For this exercise, restate every line below word for word and drop the images.

■ Natural language region descriptions ■
■ ■ ■

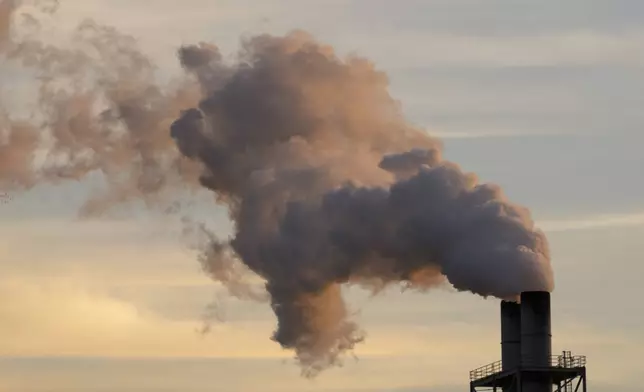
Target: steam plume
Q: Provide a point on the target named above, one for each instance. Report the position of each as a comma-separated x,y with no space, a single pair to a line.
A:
326,182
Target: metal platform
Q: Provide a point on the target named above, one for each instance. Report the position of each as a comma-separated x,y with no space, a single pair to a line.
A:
567,373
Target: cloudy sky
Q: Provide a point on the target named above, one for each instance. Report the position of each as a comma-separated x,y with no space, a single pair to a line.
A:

■ ■ ■

■ SOLUTION FOR THIS EXERCISE ■
Target: steam plume
Q: Provide a point on the target named above, one for each instance. Report the position of each as a comma-separated x,y with no space, a single pair to a line.
A:
326,182
Target: metal platform
Q: Provide a point on the target named above, one for each instance. Report the position of each as a comma-separated x,y with no space, a single pair to a line.
A:
567,373
Target: cloudy sky
Q: Provide a point on the target named above, one for each instance. Report the position of each as a comma-separated x,y with no space, a single pair to a line.
A:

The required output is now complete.